● Extracted records
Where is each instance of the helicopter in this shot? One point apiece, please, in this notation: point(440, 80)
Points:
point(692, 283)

---

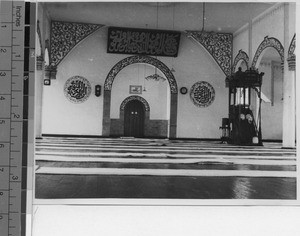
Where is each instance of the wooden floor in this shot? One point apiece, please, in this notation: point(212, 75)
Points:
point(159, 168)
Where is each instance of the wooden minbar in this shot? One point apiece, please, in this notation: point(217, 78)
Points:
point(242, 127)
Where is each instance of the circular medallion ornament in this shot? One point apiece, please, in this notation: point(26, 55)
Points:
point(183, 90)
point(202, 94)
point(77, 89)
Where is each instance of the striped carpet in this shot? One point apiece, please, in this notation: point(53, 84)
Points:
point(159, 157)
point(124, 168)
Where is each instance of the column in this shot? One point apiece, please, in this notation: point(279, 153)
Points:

--

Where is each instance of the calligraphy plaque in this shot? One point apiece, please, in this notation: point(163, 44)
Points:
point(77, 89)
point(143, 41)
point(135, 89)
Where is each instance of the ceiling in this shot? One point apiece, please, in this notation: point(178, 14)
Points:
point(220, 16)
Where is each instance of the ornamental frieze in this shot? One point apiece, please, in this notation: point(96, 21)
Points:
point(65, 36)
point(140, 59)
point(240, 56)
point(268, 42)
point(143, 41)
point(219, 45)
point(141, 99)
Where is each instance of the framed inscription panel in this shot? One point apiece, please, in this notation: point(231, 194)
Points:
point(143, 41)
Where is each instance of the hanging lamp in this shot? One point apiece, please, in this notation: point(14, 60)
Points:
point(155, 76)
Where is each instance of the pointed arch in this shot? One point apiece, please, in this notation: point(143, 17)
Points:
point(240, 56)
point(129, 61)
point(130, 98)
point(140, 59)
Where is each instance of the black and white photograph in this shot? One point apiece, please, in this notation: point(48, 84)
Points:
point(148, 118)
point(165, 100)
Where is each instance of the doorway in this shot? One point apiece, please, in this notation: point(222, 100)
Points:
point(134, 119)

● Task instructions
Pick out each line of the material above that contains the word "wooden", and copy those lines.

● The completed task
Where is each instance of the wooden floor in this shot? One point apiece, please, in this notation: point(212, 75)
Where is each instance of the wooden minbar in this shot? One point apiece, please, in this notation: point(217, 78)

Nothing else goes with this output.